> **REQUIREMENT**
Copy out the rows below verbatim, starting with the very first line and ending with the line that contains "(563, 1066)", including that line.

--- Start ENTRIES PROVIDED ---

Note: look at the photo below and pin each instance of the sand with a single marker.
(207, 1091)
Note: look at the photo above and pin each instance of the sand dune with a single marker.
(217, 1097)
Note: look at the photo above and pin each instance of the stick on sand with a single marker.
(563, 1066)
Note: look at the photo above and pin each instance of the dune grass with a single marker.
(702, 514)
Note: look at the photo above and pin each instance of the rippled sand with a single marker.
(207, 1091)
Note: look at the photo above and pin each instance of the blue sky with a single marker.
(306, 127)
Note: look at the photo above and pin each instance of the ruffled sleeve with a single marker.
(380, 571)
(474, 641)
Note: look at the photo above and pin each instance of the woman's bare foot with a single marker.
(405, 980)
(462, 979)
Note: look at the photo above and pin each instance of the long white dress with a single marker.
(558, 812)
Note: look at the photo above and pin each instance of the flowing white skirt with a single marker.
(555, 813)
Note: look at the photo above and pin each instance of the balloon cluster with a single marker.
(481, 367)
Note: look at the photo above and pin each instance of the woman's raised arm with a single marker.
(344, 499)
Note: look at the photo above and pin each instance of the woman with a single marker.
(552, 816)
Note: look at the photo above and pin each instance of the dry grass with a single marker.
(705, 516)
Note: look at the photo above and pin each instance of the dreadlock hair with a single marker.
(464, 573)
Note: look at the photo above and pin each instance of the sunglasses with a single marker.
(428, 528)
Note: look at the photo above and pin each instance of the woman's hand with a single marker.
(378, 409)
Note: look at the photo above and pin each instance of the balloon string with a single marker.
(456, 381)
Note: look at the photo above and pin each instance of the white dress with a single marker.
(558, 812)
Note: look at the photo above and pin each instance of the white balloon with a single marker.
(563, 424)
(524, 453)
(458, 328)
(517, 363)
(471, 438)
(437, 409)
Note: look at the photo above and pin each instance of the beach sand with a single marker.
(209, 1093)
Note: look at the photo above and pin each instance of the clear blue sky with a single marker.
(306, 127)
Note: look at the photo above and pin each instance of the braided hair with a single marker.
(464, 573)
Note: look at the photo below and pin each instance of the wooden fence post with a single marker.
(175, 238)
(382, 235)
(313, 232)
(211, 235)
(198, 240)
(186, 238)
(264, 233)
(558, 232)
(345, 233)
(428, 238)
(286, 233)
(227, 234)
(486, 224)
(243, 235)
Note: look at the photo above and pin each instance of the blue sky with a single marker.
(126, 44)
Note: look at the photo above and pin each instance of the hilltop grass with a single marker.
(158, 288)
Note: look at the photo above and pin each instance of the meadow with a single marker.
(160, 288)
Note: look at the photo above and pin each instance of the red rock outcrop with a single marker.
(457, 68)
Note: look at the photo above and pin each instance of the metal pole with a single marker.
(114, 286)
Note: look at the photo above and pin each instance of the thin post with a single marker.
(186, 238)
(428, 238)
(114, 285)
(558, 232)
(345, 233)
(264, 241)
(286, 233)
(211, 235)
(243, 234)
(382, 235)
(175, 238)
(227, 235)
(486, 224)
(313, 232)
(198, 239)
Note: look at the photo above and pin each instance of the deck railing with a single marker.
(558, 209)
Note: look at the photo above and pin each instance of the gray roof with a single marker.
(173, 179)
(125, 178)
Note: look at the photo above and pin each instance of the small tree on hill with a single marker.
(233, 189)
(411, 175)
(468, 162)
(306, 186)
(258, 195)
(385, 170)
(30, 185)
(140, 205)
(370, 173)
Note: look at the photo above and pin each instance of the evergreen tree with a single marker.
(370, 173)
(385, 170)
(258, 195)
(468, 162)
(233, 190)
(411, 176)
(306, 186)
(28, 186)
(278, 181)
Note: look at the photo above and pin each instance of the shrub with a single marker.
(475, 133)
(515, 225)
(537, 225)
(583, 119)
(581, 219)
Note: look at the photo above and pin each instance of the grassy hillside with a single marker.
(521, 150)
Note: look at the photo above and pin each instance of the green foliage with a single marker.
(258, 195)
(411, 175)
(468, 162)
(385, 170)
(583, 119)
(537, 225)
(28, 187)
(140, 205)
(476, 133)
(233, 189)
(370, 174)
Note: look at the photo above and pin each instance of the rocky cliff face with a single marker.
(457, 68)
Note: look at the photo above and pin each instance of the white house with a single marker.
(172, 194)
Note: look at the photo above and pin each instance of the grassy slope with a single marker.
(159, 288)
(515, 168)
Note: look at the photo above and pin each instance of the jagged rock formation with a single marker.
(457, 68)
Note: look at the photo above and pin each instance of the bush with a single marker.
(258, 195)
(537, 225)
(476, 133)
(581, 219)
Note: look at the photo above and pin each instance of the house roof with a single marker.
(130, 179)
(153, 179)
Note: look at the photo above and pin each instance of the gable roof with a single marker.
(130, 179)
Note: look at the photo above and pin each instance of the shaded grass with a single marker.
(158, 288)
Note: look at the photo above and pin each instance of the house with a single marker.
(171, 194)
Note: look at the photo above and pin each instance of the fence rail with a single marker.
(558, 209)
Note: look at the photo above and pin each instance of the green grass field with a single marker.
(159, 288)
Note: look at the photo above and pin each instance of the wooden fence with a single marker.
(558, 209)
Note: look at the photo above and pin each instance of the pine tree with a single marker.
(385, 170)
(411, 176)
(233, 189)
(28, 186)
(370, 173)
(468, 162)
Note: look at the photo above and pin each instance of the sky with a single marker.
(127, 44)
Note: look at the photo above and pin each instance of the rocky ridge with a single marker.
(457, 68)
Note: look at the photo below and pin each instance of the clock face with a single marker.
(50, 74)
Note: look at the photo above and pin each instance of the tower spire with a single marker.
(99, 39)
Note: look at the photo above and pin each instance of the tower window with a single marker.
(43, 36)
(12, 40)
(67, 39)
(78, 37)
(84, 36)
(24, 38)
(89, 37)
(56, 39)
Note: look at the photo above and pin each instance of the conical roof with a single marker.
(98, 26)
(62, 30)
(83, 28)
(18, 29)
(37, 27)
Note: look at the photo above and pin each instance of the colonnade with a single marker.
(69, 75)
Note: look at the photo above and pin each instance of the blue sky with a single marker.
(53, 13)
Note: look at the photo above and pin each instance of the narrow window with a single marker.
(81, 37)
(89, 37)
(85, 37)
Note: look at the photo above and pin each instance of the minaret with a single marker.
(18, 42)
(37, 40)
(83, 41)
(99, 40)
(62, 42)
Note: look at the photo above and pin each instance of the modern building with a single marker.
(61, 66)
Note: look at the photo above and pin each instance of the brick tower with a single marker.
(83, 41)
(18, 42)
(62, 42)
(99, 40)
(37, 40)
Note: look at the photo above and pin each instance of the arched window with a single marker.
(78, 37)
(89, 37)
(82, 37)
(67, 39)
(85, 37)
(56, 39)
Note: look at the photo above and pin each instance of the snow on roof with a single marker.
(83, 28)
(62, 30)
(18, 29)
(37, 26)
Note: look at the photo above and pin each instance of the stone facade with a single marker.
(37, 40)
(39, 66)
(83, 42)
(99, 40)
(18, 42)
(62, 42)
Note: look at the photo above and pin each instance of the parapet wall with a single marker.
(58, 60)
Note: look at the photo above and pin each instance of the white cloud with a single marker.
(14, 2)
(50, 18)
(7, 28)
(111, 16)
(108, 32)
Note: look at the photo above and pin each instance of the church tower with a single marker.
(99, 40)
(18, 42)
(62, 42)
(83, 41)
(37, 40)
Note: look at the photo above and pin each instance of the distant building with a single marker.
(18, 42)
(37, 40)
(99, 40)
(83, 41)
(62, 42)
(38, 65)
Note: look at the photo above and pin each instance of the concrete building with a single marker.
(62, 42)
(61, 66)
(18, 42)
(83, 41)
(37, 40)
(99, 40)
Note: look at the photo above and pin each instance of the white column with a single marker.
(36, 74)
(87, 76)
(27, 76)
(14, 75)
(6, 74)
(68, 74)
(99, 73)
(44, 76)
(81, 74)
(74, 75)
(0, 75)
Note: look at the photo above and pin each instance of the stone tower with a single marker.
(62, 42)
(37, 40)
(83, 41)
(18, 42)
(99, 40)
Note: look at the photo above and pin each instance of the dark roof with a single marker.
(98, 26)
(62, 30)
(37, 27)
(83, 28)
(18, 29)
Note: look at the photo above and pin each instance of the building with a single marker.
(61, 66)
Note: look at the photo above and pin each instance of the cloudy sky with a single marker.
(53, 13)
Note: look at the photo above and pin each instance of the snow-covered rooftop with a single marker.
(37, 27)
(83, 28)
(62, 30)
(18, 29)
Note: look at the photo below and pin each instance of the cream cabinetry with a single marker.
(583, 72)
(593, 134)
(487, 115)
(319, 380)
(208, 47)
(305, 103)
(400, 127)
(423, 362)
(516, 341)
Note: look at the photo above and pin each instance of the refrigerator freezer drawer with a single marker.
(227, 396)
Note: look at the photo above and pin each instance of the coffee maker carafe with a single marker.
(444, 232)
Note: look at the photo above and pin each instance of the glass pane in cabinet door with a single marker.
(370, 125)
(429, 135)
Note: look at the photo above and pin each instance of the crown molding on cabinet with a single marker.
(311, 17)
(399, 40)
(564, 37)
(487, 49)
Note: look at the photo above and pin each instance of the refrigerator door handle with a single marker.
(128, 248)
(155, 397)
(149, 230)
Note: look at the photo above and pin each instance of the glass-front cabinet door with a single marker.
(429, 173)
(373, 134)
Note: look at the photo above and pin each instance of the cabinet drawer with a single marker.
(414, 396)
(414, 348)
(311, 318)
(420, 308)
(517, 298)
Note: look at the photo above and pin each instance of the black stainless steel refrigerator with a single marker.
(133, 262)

--- End ENTRIES PROVIDED ---

> **WRITTEN REPLY**
Note: look at the photo below and pin each instance of the sand with a single marker.
(207, 1091)
Note: look at the photo above and pin each instance of the sand dune with a single marker.
(217, 1097)
Note: look at the photo above and pin each instance of the stick on sand with a single marker.
(563, 1066)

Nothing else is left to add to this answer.